Images are to be left out; everything else in the records gets copied exactly.

MATERIAL FOR THE TASK
+++++

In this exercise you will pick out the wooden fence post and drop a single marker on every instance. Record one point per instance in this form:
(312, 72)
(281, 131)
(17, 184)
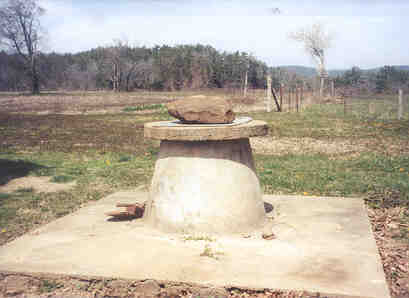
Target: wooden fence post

+++++

WRITTEN SOLUTION
In this exercise you will pick out the wooden fence post and drop a single marker on every instance. Record one point per instance in this form:
(312, 72)
(281, 131)
(17, 184)
Target: wooden fence post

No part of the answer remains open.